DOCUMENT PASSAGE:
================================

Workers at the Solomon R. Guggenheim Museum in New York represented by the International Union of Operating Engineers Local 30 have signed their first collective bargaining agreement, wrapping up more than a year of negotiations with management. The three-year contract covers 22 full-time staff members across engineering, facilities and art services and 145 on-call employees involved in exhibition installation and maintenance.
Terms include average wage increases of about 10%, transparency in scheduling, work rules and job levels, annual bonuses for on-call workers based on earned wages, and unionised health care programs for full-time workers, who will not have to share in the medical costs. Workers receiving retirement benefits are no longer required to pay into their plans.
Bill Lynn, the Business Manager and Financial Secretary of IUOE Local 30, said that workers are now protected by a contract giving them a “real voice in the workplace” that prevents “unfair discipline and includes contract language for a fair call-in process for on-call employees”.

================================

Collected data:
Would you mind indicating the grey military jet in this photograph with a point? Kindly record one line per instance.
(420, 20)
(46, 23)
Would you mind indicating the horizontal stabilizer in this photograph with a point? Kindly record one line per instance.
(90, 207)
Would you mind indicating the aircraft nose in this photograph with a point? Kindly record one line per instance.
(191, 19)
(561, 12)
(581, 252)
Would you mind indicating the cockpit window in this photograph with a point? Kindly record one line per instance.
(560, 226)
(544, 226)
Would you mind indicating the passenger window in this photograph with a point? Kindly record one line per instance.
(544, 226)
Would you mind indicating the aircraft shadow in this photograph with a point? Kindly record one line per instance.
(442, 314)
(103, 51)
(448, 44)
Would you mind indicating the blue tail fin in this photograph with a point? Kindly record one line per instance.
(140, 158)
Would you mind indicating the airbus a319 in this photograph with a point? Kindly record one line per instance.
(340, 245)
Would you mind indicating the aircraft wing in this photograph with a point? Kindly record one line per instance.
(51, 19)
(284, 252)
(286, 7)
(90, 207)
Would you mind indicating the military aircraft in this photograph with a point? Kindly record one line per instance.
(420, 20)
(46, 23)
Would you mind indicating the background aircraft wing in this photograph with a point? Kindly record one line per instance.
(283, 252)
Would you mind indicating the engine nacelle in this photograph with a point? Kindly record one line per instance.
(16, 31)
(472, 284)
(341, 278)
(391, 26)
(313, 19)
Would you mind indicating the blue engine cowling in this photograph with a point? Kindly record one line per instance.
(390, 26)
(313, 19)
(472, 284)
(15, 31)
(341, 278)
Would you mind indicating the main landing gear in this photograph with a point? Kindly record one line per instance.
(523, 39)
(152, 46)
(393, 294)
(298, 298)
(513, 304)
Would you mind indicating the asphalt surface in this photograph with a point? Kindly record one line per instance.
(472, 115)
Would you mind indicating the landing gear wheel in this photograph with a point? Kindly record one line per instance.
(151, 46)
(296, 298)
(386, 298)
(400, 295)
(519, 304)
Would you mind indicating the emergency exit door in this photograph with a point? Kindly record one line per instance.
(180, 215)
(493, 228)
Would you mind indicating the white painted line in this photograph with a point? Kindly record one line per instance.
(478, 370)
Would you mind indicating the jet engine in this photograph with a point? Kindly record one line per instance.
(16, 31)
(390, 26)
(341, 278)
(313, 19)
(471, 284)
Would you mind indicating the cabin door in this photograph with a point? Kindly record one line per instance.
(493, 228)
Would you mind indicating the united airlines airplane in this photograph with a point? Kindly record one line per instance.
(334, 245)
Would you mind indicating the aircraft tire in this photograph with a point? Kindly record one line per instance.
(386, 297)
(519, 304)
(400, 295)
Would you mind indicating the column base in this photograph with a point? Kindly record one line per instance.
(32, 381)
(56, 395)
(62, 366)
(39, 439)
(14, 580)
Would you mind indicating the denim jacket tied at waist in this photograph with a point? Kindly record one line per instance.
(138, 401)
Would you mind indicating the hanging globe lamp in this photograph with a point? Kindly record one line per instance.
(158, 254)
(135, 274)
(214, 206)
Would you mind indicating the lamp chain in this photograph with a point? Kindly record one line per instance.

================================

TASKS TO COMPLETE:
a - Decide whether each statement below agrees with the text on the Guggenheim workers' first union contract, answering yes or no and quoting the deciding words of the text. (i) The contract lasts three years. (ii) Full-time workers must share in their medical costs. (iii) On-call workers receive annual bonuses based on earned wages.
b - Return everything from "Terms include average" down to "into their plans." in the text on the Guggenheim workers' first union contract, copied word for word.
c - Resume the text on the Guggenheim workers' first union contract after its last sentence.

RESULTS OF THE EXERCISE:
a -
(i) Yes: "The three-year contract"
(ii) No: "who will not have to share in the medical costs"
(iii) Yes: "annual bonuses for on-call workers based on earned wages"

b -
Terms include average wage increases of about 10%, transparency in scheduling, work rules and job levels, annual bonuses for on-call workers based on earned wages, and unionised health care programs for full-time workers, who will not have to share in the medical costs. Workers receiving retirement benefits are no longer required to pay into their plans.

c -
Guggenheim employees voted to unionise in June 2019, but the pandemic later slowed negotiations, with the union sometimes accusing the museum of a lack of good faith. The museum underwent rounds of furloughs and layoffs in April and September 2020.
In a statement, Guggenheim director Richard Armstrong greeted the contract, saying he was grateful to unionised colleagues for their contributions towards fulfilling the museum’s mission. “I look forward to an ongoing productive relationship with these talented employees and their union representatives,” he says.